§ **BRIEF**
Are you able to retype all the records below exactly?

----

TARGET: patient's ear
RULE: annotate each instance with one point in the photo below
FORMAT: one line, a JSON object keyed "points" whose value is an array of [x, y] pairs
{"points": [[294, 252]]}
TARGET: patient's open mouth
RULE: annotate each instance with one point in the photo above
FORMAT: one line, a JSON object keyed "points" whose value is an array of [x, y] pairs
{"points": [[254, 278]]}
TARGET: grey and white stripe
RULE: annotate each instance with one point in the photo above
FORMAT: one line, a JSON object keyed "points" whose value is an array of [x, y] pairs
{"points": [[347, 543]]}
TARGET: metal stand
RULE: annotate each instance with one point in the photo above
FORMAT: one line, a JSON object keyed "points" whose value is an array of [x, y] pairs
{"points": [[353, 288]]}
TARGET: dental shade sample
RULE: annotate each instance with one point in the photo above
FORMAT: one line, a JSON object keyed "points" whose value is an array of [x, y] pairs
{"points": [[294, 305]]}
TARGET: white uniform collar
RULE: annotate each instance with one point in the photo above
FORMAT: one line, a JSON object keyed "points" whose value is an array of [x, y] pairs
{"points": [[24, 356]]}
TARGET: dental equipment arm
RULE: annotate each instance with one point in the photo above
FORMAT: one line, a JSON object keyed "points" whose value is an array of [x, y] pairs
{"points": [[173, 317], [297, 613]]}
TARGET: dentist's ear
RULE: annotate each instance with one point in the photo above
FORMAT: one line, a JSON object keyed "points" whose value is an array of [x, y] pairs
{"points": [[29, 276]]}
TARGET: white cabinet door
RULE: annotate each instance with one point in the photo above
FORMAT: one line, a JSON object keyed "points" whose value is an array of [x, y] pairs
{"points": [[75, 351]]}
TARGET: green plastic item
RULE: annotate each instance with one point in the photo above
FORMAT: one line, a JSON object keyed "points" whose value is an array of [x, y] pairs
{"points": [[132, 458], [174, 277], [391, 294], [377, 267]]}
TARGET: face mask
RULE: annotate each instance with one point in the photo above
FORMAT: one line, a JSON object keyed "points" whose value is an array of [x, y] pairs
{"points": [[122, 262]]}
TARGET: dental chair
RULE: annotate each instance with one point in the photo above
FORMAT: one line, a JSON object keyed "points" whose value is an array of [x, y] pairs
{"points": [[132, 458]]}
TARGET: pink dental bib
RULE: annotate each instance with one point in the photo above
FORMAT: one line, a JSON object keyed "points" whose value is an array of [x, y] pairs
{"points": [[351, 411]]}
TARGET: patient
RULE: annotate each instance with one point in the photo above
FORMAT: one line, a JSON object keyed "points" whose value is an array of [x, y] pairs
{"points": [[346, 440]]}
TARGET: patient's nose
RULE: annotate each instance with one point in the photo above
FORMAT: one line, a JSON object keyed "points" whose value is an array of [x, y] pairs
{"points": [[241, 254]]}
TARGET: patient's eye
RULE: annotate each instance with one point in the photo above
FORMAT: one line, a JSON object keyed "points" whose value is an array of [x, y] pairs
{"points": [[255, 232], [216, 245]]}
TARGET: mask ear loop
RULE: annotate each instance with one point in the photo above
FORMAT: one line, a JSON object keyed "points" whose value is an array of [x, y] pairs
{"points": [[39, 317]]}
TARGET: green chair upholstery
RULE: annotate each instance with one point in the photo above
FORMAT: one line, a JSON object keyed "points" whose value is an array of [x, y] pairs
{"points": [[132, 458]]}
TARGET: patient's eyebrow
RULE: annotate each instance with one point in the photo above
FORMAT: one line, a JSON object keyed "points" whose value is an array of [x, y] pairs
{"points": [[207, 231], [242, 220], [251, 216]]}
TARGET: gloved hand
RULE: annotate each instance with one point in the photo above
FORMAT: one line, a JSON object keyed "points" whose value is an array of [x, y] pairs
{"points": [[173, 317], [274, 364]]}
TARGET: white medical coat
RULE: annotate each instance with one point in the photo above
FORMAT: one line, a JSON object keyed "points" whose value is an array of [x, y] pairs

----

§ **EXERCISE ANSWER**
TARGET: patient's ear
RULE: annotate each instance with one point in the photo below
FORMAT: one line, a JSON object keyed "points" whose value is an array of [x, y] pairs
{"points": [[294, 252]]}
TARGET: patient's open mouth
RULE: annotate each instance with one point in the photo above
FORMAT: one line, a JSON object keyed "points" whose value is an array of [x, y] pairs
{"points": [[254, 278]]}
TARGET: grey and white stripe
RULE: annotate each instance with one point in the photo above
FORMAT: one line, a JSON object keyed "points" whose value is an array of [x, y] pairs
{"points": [[347, 543]]}
TARGET: metal stand
RULE: annotate each instance with one point in the photo above
FORMAT: one line, a JSON object keyed "points" whose value is an array of [x, y] pairs
{"points": [[353, 288]]}
TARGET: dental shade sample
RULE: annotate each instance with one point in the photo above
FORMAT: one line, a JSON object keyed "points" whose value is an array of [x, y] pairs
{"points": [[294, 305]]}
TARGET: white uniform collar
RULE: annotate each instance with one point in the photo above
FORMAT: one line, a JSON object keyed "points" whose value is an array of [x, y] pairs
{"points": [[24, 356]]}
TARGET: dental equipment arm
RULE: annotate each instance with one point in the photo above
FORMAT: one line, a JSON object keyed "points" whose value is an array of [x, y] pairs
{"points": [[173, 317], [297, 613]]}
TARGET: dentist's ear
RULE: annotate each instance with one point in the photo above
FORMAT: one line, a JSON object keyed "points" whose value is an array of [x, y] pairs
{"points": [[29, 276]]}
TARGET: white cabinet door
RULE: annotate each instance with one point in the photo above
FORMAT: one line, a JSON object keyed "points" whose value is an array of [x, y] pairs
{"points": [[75, 351]]}
TARGET: green plastic item
RULE: annotate each instance with one point in the photo above
FORMAT: one line, a JSON object keyed "points" whose value is an array of [x, y] pairs
{"points": [[132, 458], [174, 277], [391, 294], [377, 267]]}
TARGET: face mask
RULE: annotate each instance with one point in the photo above
FORMAT: one line, a JSON object keyed "points" whose value is an array of [x, y] pairs
{"points": [[122, 262]]}
TARGET: dental chair
RULE: annotate each instance with one point in the photo above
FORMAT: one line, a JSON object keyed "points" whose value is an array of [x, y] pairs
{"points": [[132, 458]]}
TARGET: pink dental bib
RULE: annotate each instance with one point in the photo above
FORMAT: one line, a JSON object keyed "points" whose value is an array of [x, y] pairs
{"points": [[351, 411]]}
TARGET: patient
RULE: annotate each instance with one point in the photo above
FORMAT: one line, a JSON object keyed "points" whose value is an array of [x, y] pairs
{"points": [[346, 440]]}
TARGET: patient's nose
RULE: annotate each instance with one point in the photo above
FORMAT: one line, a JSON object keyed "points" whose value is an array of [x, y] pairs
{"points": [[241, 254]]}
TARGET: patient's eye
RULE: annotate each instance with one point in the photo above
FORMAT: one line, a JSON object keyed "points" whose value is an array of [x, y] pairs
{"points": [[255, 232], [216, 245]]}
TARGET: mask ear loop
RULE: annotate each instance with one point in the photo above
FORMAT: one line, a JSON object keyed "points" whose value is an array of [x, y] pairs
{"points": [[39, 317]]}
TARGET: green chair upholstery
RULE: annotate each instance with one point in the photo above
FORMAT: one line, a JSON object keyed "points" whose value is an array of [x, y] pairs
{"points": [[132, 458]]}
TARGET: patient's eyebrow
RULE: annotate each instance with one point in the photo above
FORMAT: one line, a JSON object keyed "points" whose value is an array of [x, y] pairs
{"points": [[207, 231], [242, 220], [251, 216]]}
TARGET: gloved hand
RULE: annotate each instance with one point in the photo above
FORMAT: one line, a JSON object keyed "points" whose value is an array of [x, y] pairs
{"points": [[173, 317], [274, 364]]}
TARGET: white medical coat
RULE: annotate each instance with one point in the photo above
FORMAT: one line, a JSON object keyed "points" whose value is an array of [x, y] pairs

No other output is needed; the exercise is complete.